◆ TASK OBJECTIVE
Each entry below has to be written out again exactly.

◆ DATA IN THIS EXERCISE
►

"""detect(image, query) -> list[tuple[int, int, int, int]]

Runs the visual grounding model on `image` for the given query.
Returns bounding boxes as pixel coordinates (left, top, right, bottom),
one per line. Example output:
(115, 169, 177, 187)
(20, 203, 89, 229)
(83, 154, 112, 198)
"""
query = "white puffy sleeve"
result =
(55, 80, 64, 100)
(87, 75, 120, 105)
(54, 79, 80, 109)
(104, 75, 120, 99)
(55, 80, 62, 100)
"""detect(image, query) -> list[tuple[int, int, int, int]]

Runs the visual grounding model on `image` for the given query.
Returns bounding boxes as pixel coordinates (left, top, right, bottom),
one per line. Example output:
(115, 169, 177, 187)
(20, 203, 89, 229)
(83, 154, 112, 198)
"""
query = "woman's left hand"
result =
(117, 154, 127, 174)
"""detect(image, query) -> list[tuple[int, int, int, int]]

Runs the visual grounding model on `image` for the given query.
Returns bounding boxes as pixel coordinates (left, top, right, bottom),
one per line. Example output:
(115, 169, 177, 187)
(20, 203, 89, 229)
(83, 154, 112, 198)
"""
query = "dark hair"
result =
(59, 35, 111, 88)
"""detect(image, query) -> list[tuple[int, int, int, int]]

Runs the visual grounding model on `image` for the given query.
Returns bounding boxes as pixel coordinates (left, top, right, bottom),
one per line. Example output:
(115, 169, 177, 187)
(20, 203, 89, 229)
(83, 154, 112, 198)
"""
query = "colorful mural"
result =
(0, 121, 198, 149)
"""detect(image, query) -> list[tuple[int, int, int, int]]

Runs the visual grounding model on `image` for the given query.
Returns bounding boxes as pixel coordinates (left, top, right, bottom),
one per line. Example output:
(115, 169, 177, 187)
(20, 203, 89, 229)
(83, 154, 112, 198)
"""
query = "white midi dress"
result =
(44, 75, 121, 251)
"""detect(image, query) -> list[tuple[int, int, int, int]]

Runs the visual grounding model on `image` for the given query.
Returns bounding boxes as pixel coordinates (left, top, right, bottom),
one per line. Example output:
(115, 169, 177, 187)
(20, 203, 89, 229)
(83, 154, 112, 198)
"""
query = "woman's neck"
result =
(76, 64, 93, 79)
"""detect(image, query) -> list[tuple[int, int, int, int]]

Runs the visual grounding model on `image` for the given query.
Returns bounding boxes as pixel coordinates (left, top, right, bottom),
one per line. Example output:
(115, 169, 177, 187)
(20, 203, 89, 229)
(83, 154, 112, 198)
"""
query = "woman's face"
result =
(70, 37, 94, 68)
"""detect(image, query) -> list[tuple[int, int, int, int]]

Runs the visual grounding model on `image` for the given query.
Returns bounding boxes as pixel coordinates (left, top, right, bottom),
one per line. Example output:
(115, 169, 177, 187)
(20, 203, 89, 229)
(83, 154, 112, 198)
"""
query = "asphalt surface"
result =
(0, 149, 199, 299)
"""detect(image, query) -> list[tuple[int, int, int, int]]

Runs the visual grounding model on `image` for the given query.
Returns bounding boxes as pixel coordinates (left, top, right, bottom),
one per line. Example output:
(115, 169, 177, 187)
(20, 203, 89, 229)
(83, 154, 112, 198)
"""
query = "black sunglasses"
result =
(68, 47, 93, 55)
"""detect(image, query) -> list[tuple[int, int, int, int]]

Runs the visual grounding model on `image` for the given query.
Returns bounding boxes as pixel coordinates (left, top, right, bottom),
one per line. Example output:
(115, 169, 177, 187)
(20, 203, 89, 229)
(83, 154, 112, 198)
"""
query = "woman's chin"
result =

◄

◆ SOLUTION FOR THIS TASK
"""detect(image, query) -> list[tuple[int, int, int, int]]

Runs the visual grounding model on `image` for the given query.
Returns bounding boxes as pixel coordinates (left, top, right, bottom),
one per line. Example output:
(115, 169, 177, 187)
(20, 203, 89, 229)
(83, 154, 112, 198)
"""
query = "white puffy sleeve"
result =
(55, 80, 64, 100)
(87, 75, 120, 105)
(54, 79, 80, 109)
(104, 75, 120, 99)
(55, 80, 62, 100)
"""detect(image, query) -> list[tuple[int, int, int, int]]

Runs the visual grounding model on `image` for the given query.
Returns bounding boxes as pixel coordinates (left, top, right, bottom),
one per line. Example output:
(115, 169, 177, 187)
(20, 203, 89, 229)
(83, 154, 112, 198)
"""
query = "woman's left hand"
result =
(117, 154, 127, 174)
"""detect(image, query) -> list[tuple[int, int, int, int]]

Runs the visual grounding model on `image` for the given query.
Returns bounding boxes as pixel coordinates (left, top, right, bottom),
one per line. Example output:
(115, 169, 177, 187)
(20, 203, 89, 229)
(83, 154, 112, 198)
"""
query = "dark hair"
result =
(59, 35, 111, 88)
"""detect(image, query) -> list[tuple[int, int, int, int]]

Runs the visual grounding model on `image` for the given query.
Returns bounding boxes as pixel coordinates (left, top, right, bottom),
one per line. Example output:
(115, 169, 177, 187)
(20, 203, 89, 229)
(83, 154, 112, 198)
"""
query = "colorful mural"
result =
(0, 121, 198, 149)
"""detect(image, query) -> list[tuple[int, int, int, int]]

Runs the visual grounding model on `image` for the given query.
Returns bounding boxes as pixel coordinates (left, top, right, bottom),
one per line. Example output:
(115, 169, 177, 187)
(20, 203, 89, 229)
(83, 154, 112, 198)
"""
query = "white midi dress"
result =
(44, 75, 121, 251)
"""detect(image, query) -> list[tuple[int, int, int, int]]

Runs the visual grounding model on `image` for the given query.
Returns bounding boxes as pixel coordinates (left, top, right, bottom),
one per line. Example output:
(115, 169, 177, 187)
(20, 203, 89, 229)
(83, 154, 112, 198)
"""
query = "woman's neck"
result =
(76, 64, 93, 79)
"""detect(image, query) -> list[tuple[int, int, int, int]]

Runs the visual grounding model on `image` for the given query.
Returns bounding boxes as pixel coordinates (left, top, right, bottom),
one per line. Example output:
(115, 169, 177, 187)
(20, 203, 89, 229)
(83, 154, 112, 198)
"""
query = "woman's face"
result =
(70, 37, 94, 68)
"""detect(image, query) -> list[tuple[int, int, int, int]]

Runs the visual grounding model on `image` for the given query.
Returns bounding boxes as pixel coordinates (left, top, right, bottom),
one per line. Example output:
(115, 169, 177, 187)
(20, 203, 89, 229)
(83, 154, 112, 198)
"""
query = "asphalt surface"
result =
(0, 149, 199, 299)
"""detect(image, query) -> list[tuple[int, int, int, int]]

Runs the visual grounding model on `image` for the given query.
Returns bounding boxes as pixel coordinates (left, top, right, bottom),
one per line. Example output:
(115, 169, 177, 187)
(20, 203, 89, 229)
(83, 154, 112, 198)
"""
query = "black sunglasses"
result =
(68, 47, 93, 55)
"""detect(image, query) -> list[tuple[int, int, int, int]]

Runs the visual grounding model on `image` for the given query.
Returns bounding boxes as pixel coordinates (left, top, right, bottom),
one per line. Example output:
(115, 169, 177, 187)
(20, 203, 89, 229)
(83, 154, 112, 198)
"""
query = "woman's chin"
result =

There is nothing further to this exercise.